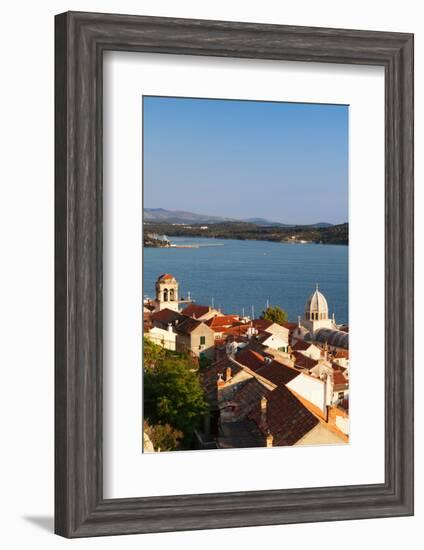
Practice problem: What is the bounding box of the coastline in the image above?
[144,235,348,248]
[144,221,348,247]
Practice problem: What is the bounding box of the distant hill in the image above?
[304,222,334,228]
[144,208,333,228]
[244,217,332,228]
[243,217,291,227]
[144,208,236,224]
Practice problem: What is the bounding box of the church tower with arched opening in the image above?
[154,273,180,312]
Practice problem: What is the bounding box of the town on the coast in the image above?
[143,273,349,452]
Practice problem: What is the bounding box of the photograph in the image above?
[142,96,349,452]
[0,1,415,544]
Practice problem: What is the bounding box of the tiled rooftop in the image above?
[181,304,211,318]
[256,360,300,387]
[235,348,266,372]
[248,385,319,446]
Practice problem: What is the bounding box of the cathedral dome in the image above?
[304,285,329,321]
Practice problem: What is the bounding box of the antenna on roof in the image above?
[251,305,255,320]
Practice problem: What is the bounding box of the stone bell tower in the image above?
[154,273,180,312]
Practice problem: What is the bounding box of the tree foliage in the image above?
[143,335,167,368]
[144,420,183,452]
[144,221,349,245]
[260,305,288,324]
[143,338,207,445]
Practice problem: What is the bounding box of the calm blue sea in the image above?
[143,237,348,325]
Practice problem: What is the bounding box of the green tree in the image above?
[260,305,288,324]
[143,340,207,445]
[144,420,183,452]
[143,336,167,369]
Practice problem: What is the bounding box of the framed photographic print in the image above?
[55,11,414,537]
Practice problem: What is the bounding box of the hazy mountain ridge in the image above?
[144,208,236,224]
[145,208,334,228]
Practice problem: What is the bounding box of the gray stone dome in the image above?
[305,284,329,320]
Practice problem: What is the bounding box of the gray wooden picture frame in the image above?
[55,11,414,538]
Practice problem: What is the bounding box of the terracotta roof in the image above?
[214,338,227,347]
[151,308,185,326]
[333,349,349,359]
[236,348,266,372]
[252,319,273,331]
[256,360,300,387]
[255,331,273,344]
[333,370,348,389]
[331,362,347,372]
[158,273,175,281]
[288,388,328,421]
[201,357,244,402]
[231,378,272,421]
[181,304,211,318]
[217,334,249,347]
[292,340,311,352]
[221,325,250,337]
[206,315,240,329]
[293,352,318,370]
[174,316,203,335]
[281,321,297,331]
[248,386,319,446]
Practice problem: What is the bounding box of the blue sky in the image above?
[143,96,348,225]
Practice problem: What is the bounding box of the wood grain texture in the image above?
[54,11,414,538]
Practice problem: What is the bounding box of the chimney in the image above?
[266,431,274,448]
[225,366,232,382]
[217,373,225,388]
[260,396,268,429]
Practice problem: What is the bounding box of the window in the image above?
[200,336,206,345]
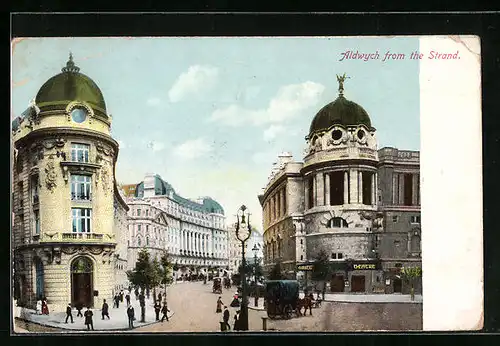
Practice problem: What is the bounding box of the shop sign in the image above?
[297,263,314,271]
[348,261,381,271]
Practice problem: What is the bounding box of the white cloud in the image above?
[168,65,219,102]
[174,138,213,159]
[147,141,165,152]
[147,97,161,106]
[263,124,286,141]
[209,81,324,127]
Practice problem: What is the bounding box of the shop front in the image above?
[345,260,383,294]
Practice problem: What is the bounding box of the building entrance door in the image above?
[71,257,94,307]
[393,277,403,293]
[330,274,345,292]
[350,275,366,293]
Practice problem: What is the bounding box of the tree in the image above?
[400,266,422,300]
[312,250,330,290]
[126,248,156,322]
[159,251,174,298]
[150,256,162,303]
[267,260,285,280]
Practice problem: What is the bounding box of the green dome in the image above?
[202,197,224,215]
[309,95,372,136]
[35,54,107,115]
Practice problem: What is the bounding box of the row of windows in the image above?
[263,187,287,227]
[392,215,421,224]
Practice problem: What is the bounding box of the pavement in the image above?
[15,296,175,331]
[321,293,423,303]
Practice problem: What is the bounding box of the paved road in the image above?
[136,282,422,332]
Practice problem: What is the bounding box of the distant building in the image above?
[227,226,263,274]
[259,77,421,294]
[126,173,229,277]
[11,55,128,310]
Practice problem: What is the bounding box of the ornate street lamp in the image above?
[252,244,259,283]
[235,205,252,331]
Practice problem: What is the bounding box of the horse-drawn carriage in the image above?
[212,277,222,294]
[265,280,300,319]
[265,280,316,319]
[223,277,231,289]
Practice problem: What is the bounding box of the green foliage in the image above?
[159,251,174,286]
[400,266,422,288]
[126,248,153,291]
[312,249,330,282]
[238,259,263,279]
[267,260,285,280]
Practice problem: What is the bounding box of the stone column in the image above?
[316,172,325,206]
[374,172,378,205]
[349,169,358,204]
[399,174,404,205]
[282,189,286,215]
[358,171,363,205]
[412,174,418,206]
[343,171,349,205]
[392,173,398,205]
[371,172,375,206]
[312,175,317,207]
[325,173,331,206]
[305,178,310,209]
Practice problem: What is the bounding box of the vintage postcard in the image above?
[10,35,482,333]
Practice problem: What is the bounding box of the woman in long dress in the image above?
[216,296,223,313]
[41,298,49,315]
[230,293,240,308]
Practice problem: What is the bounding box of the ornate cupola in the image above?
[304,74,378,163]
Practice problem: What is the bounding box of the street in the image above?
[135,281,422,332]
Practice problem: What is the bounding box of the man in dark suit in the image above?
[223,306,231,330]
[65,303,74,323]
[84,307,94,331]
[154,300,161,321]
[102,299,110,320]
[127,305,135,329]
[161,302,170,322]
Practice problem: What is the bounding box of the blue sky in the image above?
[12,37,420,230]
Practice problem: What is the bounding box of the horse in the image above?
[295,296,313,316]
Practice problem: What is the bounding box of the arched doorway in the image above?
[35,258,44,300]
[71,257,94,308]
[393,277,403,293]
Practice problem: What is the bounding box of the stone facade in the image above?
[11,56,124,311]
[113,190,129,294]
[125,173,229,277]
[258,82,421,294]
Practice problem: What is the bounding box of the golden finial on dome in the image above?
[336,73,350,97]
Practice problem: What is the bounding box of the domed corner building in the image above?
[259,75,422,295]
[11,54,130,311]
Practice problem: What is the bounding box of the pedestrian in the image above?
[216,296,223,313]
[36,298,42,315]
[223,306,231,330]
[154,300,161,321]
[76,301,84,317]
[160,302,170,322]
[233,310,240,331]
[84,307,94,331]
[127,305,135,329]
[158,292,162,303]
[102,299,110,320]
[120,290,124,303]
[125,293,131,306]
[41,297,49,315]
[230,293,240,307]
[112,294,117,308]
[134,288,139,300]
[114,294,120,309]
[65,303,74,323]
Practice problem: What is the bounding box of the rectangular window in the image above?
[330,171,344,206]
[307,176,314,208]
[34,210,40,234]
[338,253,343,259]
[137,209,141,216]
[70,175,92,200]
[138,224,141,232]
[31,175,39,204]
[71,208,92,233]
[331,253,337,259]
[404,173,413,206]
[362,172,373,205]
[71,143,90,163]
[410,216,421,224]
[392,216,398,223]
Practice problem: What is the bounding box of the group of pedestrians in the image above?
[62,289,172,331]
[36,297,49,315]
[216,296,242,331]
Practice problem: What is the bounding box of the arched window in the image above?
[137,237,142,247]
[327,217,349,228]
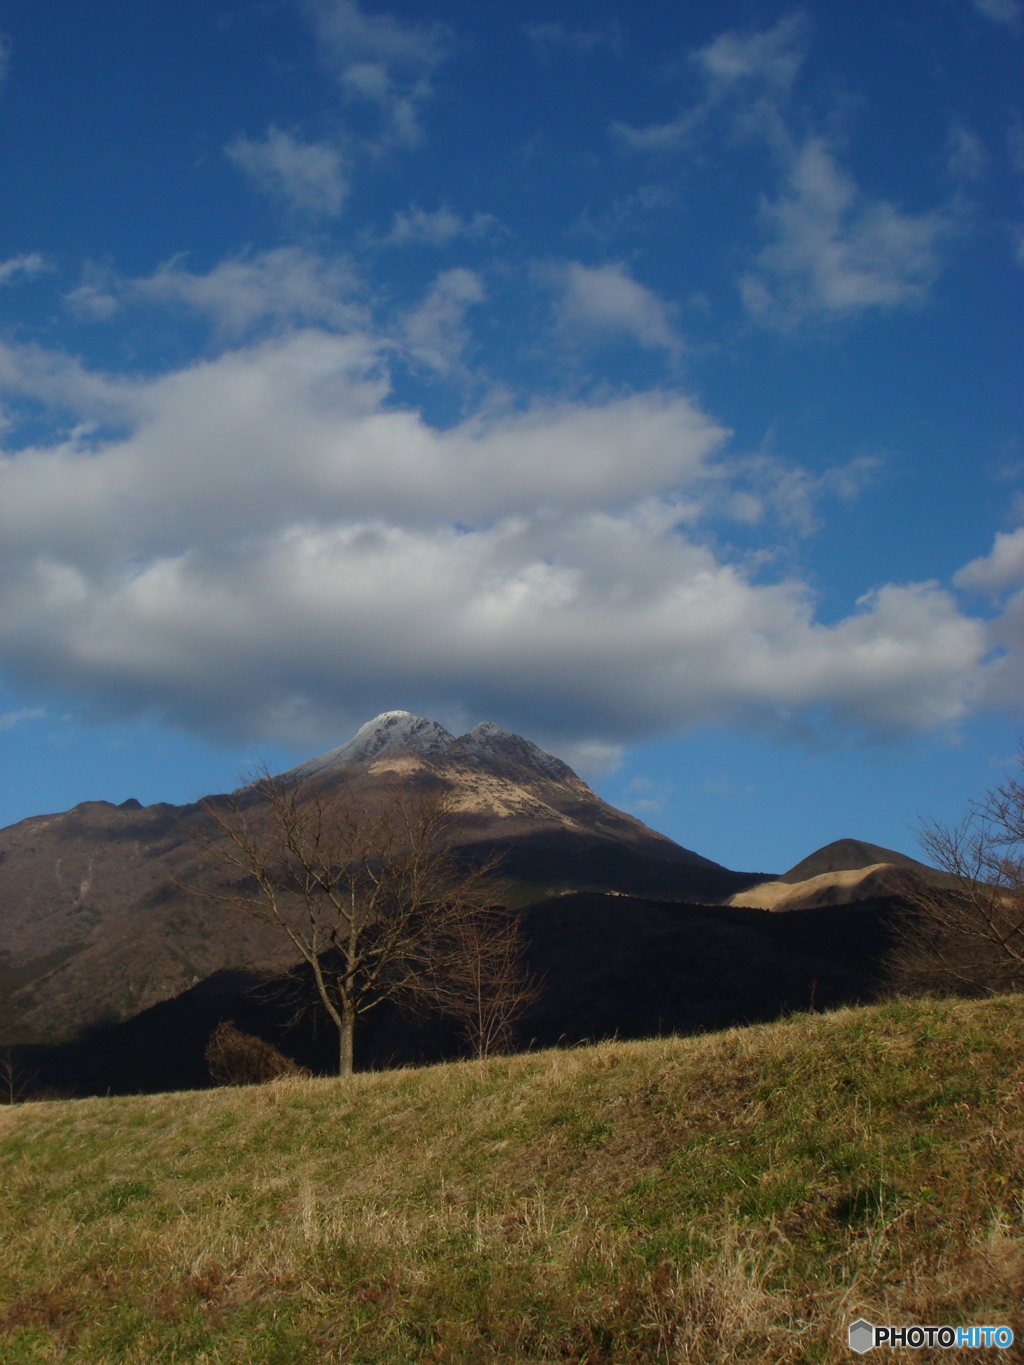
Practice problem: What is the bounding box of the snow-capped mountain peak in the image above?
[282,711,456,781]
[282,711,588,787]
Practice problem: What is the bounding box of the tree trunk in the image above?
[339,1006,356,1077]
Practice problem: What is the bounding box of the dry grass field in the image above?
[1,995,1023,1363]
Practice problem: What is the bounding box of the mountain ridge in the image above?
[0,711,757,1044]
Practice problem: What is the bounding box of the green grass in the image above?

## Activity
Before copying, set the pictures aside; then give the records again exactly.

## Answer space
Practice problem: What is the bounding box of the coastline in the image above?
[144,235,348,248]
[144,221,348,247]
Practice problem: What is the bounding box of the distant hill in the image above?
[304,222,334,228]
[144,208,333,228]
[244,217,332,228]
[243,217,291,227]
[144,208,236,224]
Practice problem: What is the bounding box of the church tower with arched opening in the image above?
[154,273,180,312]
Practice problem: What is the bounding box of the town on the coast in the image above?
[143,273,349,452]
Practice problem: What is the bounding box of the photograph in the image above?
[142,96,349,452]
[0,1,415,544]
Practice problem: What is the bounding box of the tiled rooftop in the image above?
[181,304,211,318]
[256,360,300,387]
[235,348,266,372]
[248,385,319,446]
Practice problem: What is the bounding box of the cathedral dome in the image above?
[304,285,329,321]
Practice problem: What is the bounding box of the antenna on roof in the image above?
[251,305,255,320]
Practice problem: What is the bounding box of the stone bell tower in the image above?
[154,273,180,312]
Practice problem: What is the bounding box of the tree foliage in the image above?
[143,335,167,368]
[144,420,183,452]
[144,221,349,245]
[260,305,288,324]
[143,338,207,445]
Practice problem: What is the bounding box of the calm blue sea in the image above?
[143,237,348,325]
Practice problem: What is the bounding box of the green tree in the image above?
[260,305,288,324]
[143,340,207,445]
[144,420,183,452]
[143,336,167,369]
Practice problem: What is the bounding box of the framed photographic print in the image above?
[55,11,414,537]
Practice problem: What is the bounding box of the hazy mountain ridge in the image above?
[144,208,236,224]
[145,208,334,228]
Practice problem: What is the bounding box of the gray stone dome in the image above?
[305,284,329,320]
Practice problem: What is the bounding box of the gray wooden picture frame in the image above?
[55,11,414,538]
Practice problem: What is the bounding box of the terracotta roof in the image above?
[214,338,227,347]
[151,308,185,326]
[333,349,349,359]
[236,348,266,372]
[252,319,273,331]
[256,360,300,387]
[255,331,273,344]
[333,370,348,389]
[331,362,347,372]
[158,273,175,281]
[288,388,328,421]
[201,357,244,402]
[231,378,272,421]
[181,304,211,318]
[217,334,249,347]
[292,340,311,352]
[221,325,250,337]
[206,315,240,329]
[293,352,318,370]
[174,316,203,335]
[281,321,297,331]
[248,386,319,446]
Practice problem: What is the bounding box of the blue sky in the image above?
[143,96,348,225]
Practice problem: What is the bounding box of the wood grain texture in the image above?
[54,11,414,538]
Practice problem: What is the bounding box of the chimney in the image above?
[266,431,274,448]
[225,366,232,382]
[217,373,225,388]
[260,396,268,429]
Practice problem: What is the bounding box of the window in the image above?
[200,336,206,345]
Practice problem: What is the bounding box of the shop sign in the image above?
[297,263,314,271]
[348,261,381,271]
Practice problem: What is the bounding box of the white cloud in the image above?
[168,65,219,102]
[174,138,213,159]
[147,141,165,152]
[147,97,161,106]
[263,124,286,141]
[209,81,324,127]
Practice problem: What is the bounding box of the shop front in the image above?
[345,260,383,294]
Practice problem: What is the bounding box of the building entrance door in the image above?
[71,257,94,307]
[393,277,403,293]
[330,274,345,292]
[350,275,366,293]
Practice problem: What is the bounding box of the tree in the image above?
[400,266,422,300]
[312,250,330,290]
[126,248,156,322]
[159,251,174,298]
[150,256,162,303]
[267,260,285,280]
Practice problem: What is the bounding box of the green dome in the image above?
[202,197,224,215]
[309,95,372,136]
[35,54,107,115]
Practice problem: What is the bounding box of the row of windows in the image above?
[263,187,287,227]
[392,215,421,224]
Practice problem: What is the bounding box of the pavement in the image above?
[15,296,175,331]
[321,293,423,303]
Practice problem: What is the bounding box of the paved road in the image above?
[136,282,422,332]
Practice problem: What is the bounding box of the distant building in the image above?
[227,226,263,274]
[259,77,421,294]
[126,173,229,277]
[11,55,128,310]
Practice problem: What is the bounding box of the ornate street lamp in the image above?
[252,244,259,283]
[235,205,252,331]
Practice problem: What is the bounding box of the horse-drawn carriage in the image above?
[212,277,222,294]
[265,280,300,319]
[265,280,316,319]
[223,277,231,289]
Practice problem: What is the bounding box of the green foliage in the image above?
[159,251,174,286]
[400,266,422,288]
[126,248,153,291]
[312,249,330,282]
[238,259,263,279]
[267,260,285,280]
Practice problem: What is the bounding box of the stone column in the image above?
[316,172,325,206]
[374,172,378,205]
[349,169,358,204]
[399,174,404,205]
[282,189,286,215]
[358,171,363,205]
[412,174,418,206]
[343,171,349,205]
[392,173,398,205]
[371,172,375,206]
[312,175,317,207]
[325,173,331,206]
[305,178,310,209]
Practice problem: What is the bounding box of the vintage postcard in the image above?
[10,35,482,333]
Practice problem: What is the bounding box of the woman in long dress in the image above?
[216,296,223,313]
[41,298,49,315]
[230,293,240,308]
Practice problem: What is the bounding box of the ornate cupola in the image above?
[304,74,378,163]
Practice problem: What is the bounding box of the street in the image above?
[135,281,422,332]
Practice problem: What is the bounding box of the man in dark suit in the image above?
[223,306,231,330]
[65,303,74,323]
[84,307,94,331]
[154,300,161,321]
[102,299,110,320]
[127,305,135,329]
[161,302,170,322]
Practice problem: What is the bounding box of the blue sky in the image above?
[12,37,420,230]
Practice problem: What is the bounding box of the horse in the image above?
[295,296,313,316]
Practice problem: What is the bounding box of the arched doorway in the image above?
[35,258,44,300]
[71,257,94,308]
[393,277,403,293]
Practice problem: What is the bounding box of the stone facade in the image above?
[11,56,124,311]
[113,190,129,294]
[125,173,229,277]
[258,82,421,294]
Practice problem: What is the bounding box of the golden finial on dome in the image above?
[336,73,350,97]
Practice problem: What is the bounding box of the domed corner building in the image above?
[259,75,422,295]
[11,54,130,311]
Practice problem: What is the bounding box of the pedestrian in the image above?
[216,296,223,313]
[36,298,42,315]
[223,306,231,330]
[154,300,161,321]
[76,301,84,317]
[160,302,170,322]
[233,310,240,331]
[84,307,94,331]
[127,305,135,329]
[158,292,162,303]
[102,299,110,320]
[120,290,124,303]
[125,293,131,306]
[41,297,49,315]
[230,293,240,307]
[112,294,117,308]
[134,288,139,300]
[114,294,120,309]
[65,303,74,323]
Practice problem: What is the bounding box of the rectangular window in the image above?
[330,171,344,206]
[307,176,314,208]
[34,210,40,234]
[338,253,343,259]
[137,209,141,216]
[70,175,92,200]
[138,224,141,232]
[31,175,39,204]
[71,208,92,233]
[331,253,337,259]
[404,173,413,206]
[362,172,373,205]
[71,143,90,163]
[410,216,421,224]
[392,216,398,223]
Practice problem: What is the bounding box of the group of pedestrians in the image above?
[62,289,172,331]
[36,297,49,315]
[216,296,242,331]
Practice problem: What is the bounding box of the arched window in the image above?
[137,237,142,247]
[327,217,349,228]
Practice problem: What is the bounding box of the snow-capped mountain peak in the image above?
[282,711,456,781]
[282,711,588,787]
Practice problem: What is the bounding box of the tree trunk in the image above?
[339,1006,356,1077]
Practice problem: What is the bounding box of the dry grass field in the image above?
[1,995,1023,1363]
Practice problem: What is the bounding box of the mountain ridge in the image above?
[0,711,757,1044]
Practice problem: What is the bounding box of the green grass in the image above?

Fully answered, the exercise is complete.